## Prompt
Keeping every word and mark, copy all of the data.

## Dataset records
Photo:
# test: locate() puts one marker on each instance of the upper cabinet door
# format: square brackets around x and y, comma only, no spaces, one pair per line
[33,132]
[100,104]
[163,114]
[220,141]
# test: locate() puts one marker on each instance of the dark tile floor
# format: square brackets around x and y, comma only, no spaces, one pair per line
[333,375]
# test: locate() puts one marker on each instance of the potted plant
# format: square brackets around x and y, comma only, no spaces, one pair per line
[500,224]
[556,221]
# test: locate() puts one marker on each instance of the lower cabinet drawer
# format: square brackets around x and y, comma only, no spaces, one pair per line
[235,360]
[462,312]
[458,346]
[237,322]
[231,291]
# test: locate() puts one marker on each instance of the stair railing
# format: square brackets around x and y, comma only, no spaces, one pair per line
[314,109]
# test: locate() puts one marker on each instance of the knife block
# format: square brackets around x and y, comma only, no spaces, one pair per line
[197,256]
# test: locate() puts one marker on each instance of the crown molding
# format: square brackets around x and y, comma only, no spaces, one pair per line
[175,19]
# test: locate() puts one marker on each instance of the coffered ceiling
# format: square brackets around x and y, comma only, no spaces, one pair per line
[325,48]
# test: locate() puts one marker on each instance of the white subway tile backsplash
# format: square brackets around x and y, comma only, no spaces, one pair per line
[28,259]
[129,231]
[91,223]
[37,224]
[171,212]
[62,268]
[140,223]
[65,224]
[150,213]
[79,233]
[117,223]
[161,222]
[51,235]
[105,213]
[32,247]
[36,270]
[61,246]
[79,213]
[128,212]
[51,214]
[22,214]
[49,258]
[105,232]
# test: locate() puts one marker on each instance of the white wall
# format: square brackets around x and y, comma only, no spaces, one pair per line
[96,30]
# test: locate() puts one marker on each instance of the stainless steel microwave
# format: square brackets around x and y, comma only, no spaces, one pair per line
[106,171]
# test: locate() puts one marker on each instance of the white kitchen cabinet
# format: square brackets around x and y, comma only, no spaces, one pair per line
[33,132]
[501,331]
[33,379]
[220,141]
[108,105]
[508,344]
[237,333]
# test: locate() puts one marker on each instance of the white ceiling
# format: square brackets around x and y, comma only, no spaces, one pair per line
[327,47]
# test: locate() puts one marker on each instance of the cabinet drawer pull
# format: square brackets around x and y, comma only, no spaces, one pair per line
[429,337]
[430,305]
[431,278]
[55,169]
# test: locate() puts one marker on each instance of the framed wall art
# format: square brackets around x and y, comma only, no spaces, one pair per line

## Finished exercise
Photo:
# test: locate() puts one marker on each instance of the upper cabinet door
# format: square brackets around x and y, comma only, no spaces, one pair per line
[33,132]
[100,104]
[163,114]
[220,141]
# test: locate() puts one marker on each instance of the dark tile floor
# format: square brackets around x and y, comma only, no spaces, one pair per line
[333,375]
# test: locate() puts one marker on each instance of the potted plant
# format: square brackets around x and y, comma only, no spaces, one pair per line
[500,224]
[556,221]
# test: locate() puts one marker on each instance of the lower cabinet drawer
# format: square brackets around x and y, comma only, no spaces, one pair per line
[235,360]
[462,312]
[458,346]
[237,322]
[231,291]
# test: locate() puts one marker on each instance of the stair railing
# format: square brackets around x and y, comma only, no spaces, one pair per line
[314,109]
# test: locate() puts one marker on each instance of the knife block
# format: square brackets around x and y, comma only, no spaces, one pair per line
[197,256]
# test: locate() puts one marker on each instance of the crown molding
# format: square brackets around x and y, comma only, no spaces, one pair per line
[175,19]
# test: locate() puts one marker on each instance of the coffered ceiling
# format: square brackets around x and y, comma only, no spaces, one pair per line
[325,48]
# test: locate() puts one marker on each instance of the white subway tile backsplash
# format: square brackets around x and y, comma only, no spaces, one pair per line
[28,259]
[129,231]
[91,223]
[37,224]
[171,212]
[62,268]
[140,223]
[65,224]
[150,213]
[79,233]
[117,223]
[161,222]
[51,235]
[105,213]
[32,247]
[36,270]
[61,246]
[79,213]
[128,212]
[51,214]
[22,214]
[49,258]
[105,232]
# test: locate() puts one marker on each instance of the white wall
# format: square brackets around x and y, comma only, no spaces, one pair per line
[96,30]
# test: locate() puts one marker on each instance of the stainless steel microwave
# format: square brackets around x and y, comma only, no spaces, one pair per line
[106,171]
# test: locate() puts one marker on each instance of the white kitchen cabinet
# format: square brackets around x and y, comma only, no spaces, one pair per line
[33,132]
[501,331]
[33,379]
[220,141]
[108,105]
[508,344]
[237,333]
# test: locate() puts one marker on each instance of the white ceiling
# format: square brackets around x and y, comma only, no spaces, one pair per line
[327,47]
# test: locate() puts one marker on each instance of the cabinet drawer pull
# format: square brackets around x and y, comma only, no spaces, one pair per line
[429,337]
[430,305]
[431,278]
[55,169]
# test: locate() puts one marker on each instance of the framed wall art
# format: square brackets around x and y, comma only, no spaces, one pair per line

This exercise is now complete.